▶ _What is required_: Continue the text on potassium shifts between cells and extracellular fluid from its last sentence.

There are a number of clinical implications of this physiology. During muscle contraction, depolarization is followed quickly by repolarization. In the repolarization phase, Na + ions that entered cells during depolarization are pumped out of cells by the Na-K-ATPase. This permits most of the K + ions that were released during depolarization to return to cells. To make this process efficient in skeletal muscle, the K + ions released during depolarization are largely trapped in a local area (T-tubular region), which prevents the development of a severe degree of hyperkalemia when muscles contract. Hyperkalemia may develop during exhausting exercise, after seizures, or in patients with status epilepticus. Patients who are cachectic may not have an efficient trapping of K + ions in the T-tubular region during muscle contraction. Therefore, they may have pseudohyperkalemia because of repeated fist clenching in preparation for brachial venipuncture. Patients with hyperkalemic periodic paralysis have defective Na + ion channels that fail to close when the resting membrane potential approaches −50 mV during depolarization. This leads to the persistent Na + ion influx into muscle cells, which drives an outward flux of K + ions into the ECF compartment, causing hyperkalemia.

Electroneutral entry of Na + ions into cells : If Na + ions enter the cell in an electroneutral fashion, their subsequent electrogenic exit via the Na-K-ATPase results in a more negative cell interior voltage, and hence the retention of K + ions in these cells. This occurs when Na + ions enter cells in exchange for H + ions on the sodium-hydrogen cation exchanger-1 (NHE-1). Although the NHE-1 is normally inactive in cell membranes, it may become activated if there is a sudden rise in insulin levels in the extracellular fluid (ECF) compartment or in the presence of a higher concentration of H + ions in the intracellular fluid (ICF) compartment.

Hormones That Affect the Distribution of K + Ions Between the ECF and ICF Compartments

Catecholamines

As discussed in Chapter 13 , unphosphorylated FXYD1 (phospholemman) binds to the α-subunit of the Na-K-ATPase and inhibits its pump activity by decreasing its affinity for Na + ions and/or its V max . β 2 -Adrenergic agonists, via increasing intracellular levels of cyclic adenosine monophosphate (cAMP), activate protein kinase A and induce phosphorylation of FXYD1, which disrupts its interaction with the α subunit of Na-K-ATPase. The increase in export of pre-existing intracellular Na + ions out of cells via the Na-K-ATPase pump results in an increase in the negative voltage in cells and the retention of K + ions in cells.

Clinical implications

The use of β 2 -agonists is suggested in the management of patients with emergency hyperkalemia to induce a shift of K + ions into cells. As discussed later, we do not consider these agents as a first line treatment in this setting.

Insulin

Insulin causes a shift of K + ions into cells because (1) it activates NHE-1 and hence causes an increase in the electroneutral entry of Na + ions into cells; (2) it induces phosphorylation of FXYD1 by atypical protein kinase C, which disrupts FXYD1 interaction with the α-subunit of the Na-K-ATPase, resulting in an increase in its V max ; and (3) it promotes the translocation of Na-K-ATPase units from an intracellular pool, and hence increase their abundance at the cell membrane.

▶ _Records_:
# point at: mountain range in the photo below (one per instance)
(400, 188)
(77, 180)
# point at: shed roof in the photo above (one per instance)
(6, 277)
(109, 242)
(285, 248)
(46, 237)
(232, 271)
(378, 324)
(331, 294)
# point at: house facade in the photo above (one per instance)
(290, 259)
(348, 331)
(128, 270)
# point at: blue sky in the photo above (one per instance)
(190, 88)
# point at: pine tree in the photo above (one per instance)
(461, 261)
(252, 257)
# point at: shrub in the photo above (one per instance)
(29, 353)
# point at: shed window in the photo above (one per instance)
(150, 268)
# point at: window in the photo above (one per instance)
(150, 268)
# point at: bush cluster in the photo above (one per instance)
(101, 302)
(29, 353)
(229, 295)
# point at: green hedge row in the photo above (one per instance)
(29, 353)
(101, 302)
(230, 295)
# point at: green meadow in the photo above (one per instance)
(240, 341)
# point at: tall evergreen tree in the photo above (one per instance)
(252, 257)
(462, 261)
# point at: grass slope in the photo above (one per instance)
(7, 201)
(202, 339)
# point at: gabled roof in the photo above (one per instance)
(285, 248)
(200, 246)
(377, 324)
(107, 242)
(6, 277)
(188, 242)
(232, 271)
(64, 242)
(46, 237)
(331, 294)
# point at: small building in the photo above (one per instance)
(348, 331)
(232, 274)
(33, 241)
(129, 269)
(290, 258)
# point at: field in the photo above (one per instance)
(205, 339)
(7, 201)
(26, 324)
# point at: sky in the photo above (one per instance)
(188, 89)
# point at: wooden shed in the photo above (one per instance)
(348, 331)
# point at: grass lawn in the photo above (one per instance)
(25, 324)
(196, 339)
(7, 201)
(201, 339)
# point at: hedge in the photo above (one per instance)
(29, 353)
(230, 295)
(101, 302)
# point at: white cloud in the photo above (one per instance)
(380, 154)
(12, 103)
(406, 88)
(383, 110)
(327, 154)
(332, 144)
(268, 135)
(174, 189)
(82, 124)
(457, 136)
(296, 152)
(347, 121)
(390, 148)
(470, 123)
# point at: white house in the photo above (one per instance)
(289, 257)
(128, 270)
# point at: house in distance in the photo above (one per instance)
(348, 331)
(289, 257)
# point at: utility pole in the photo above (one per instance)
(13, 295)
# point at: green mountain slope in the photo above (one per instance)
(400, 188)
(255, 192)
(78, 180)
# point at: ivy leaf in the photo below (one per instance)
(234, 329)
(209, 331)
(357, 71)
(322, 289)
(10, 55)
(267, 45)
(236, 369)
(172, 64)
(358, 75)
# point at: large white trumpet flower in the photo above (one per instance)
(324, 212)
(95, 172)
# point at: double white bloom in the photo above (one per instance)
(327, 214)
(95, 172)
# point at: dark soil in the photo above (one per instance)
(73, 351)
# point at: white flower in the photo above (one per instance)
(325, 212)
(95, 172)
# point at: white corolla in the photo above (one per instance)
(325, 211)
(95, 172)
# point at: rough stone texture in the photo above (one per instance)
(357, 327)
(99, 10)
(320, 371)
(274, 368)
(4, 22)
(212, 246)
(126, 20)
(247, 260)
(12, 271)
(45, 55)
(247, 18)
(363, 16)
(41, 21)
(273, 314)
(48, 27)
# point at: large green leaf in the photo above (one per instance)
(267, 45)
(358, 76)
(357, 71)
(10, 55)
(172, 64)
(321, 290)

▶ _Answer space_:
Clinical implications

Insulin has been utilized clinically in the treatment of patients with emergency hyperkalemia. A lack of actions of insulin in patients with diabetic ketoacidosis results in a shift of K + ions out of cells and the development of hyperkalemia despite a total body deficit of K + ions.

Effect of Metabolic Acidosis on the Distribution of K + Ions Between the ECF and the ICF Compartments

Transport of monocarboxylic acids (e.g., ketoacids or L-lactic acid) into cells on the monocarboxylic acid transporter (MCT) is an electroneutral process and hence it does not have a direct effect on a transcellular shift of K + ions. Nevertheless, entry of organic acids into cells may have an indirect effect that promotes the shift of K + ions into cells. In more detail, when L-lactic acid produced during vigorous exercise, for example, enter nonexercising cells (e.g., hepatocytes) on the MCT, the release of H + ions inside the cells may create a high local concentration of H + ions at the inner aspect of the cell membrane in the vicinity of NHE-1, which may activate NHE-1 and increase the electroneutral entry of Na + ions into these cells. The export of Na + ions by the Na-K-ATPase causes a more negative voltage in cells and thereby the retention of K + ions in cells.

Conversely, acids that cannot enter cells via the MCT (e.g., HCl, citric acid) may cause a shift of K + ions out of cells, resulting in hyperkalemia (see Chapter 13 , Figure 13-7 ).

Clinical implications

  • 1.

    In a patient with ketoacidosis or L-lactic acidosis, the cause of hyperkalemia is not the acidemia but rather the lack of insulin in patients with DKA, or diminished availability of ATP to permit cation flux via the Na-K-ATPase in patients with L-lactic acidosis due to hypoxia.

  • 2.

    The infusion of L-lactic acid in fed rats, and in rats with acute hyperkalemia induced by the infusion of HCl or KCl, was associated with a fall in the arterial P K due to the shift of K + ions into liver cells. This effect was also observed with the infusion of Na-L-lactate. The administration of a relatively large dose of insulin is the mainstay of therapy in patients with emergency hyperkalemia; hypoglycemia is a frequent complication. The administration of Na-L-lactate with a smaller dose of insulin in this setting may provide an effective means to lower the P K with less risk of hypoglycemia than when a larger dose of insulin alone is used. Studies in humans are required to examine the effectiveness of this approach.

  • 3.

    Although the addition of nonmonocarboxylic acids may cause a shift of K + ions out of cells, patients with chronic hyperchloremic metabolic acidosis may have hypokalemia. This occurs if they also have excessive loss of K + ions in diarrheal fluid in patients with chronic diarrhea or in the urine (e.g., in patients with distal renal tubular acidosis due to a defect in net H + ion secretion in the distal nephron).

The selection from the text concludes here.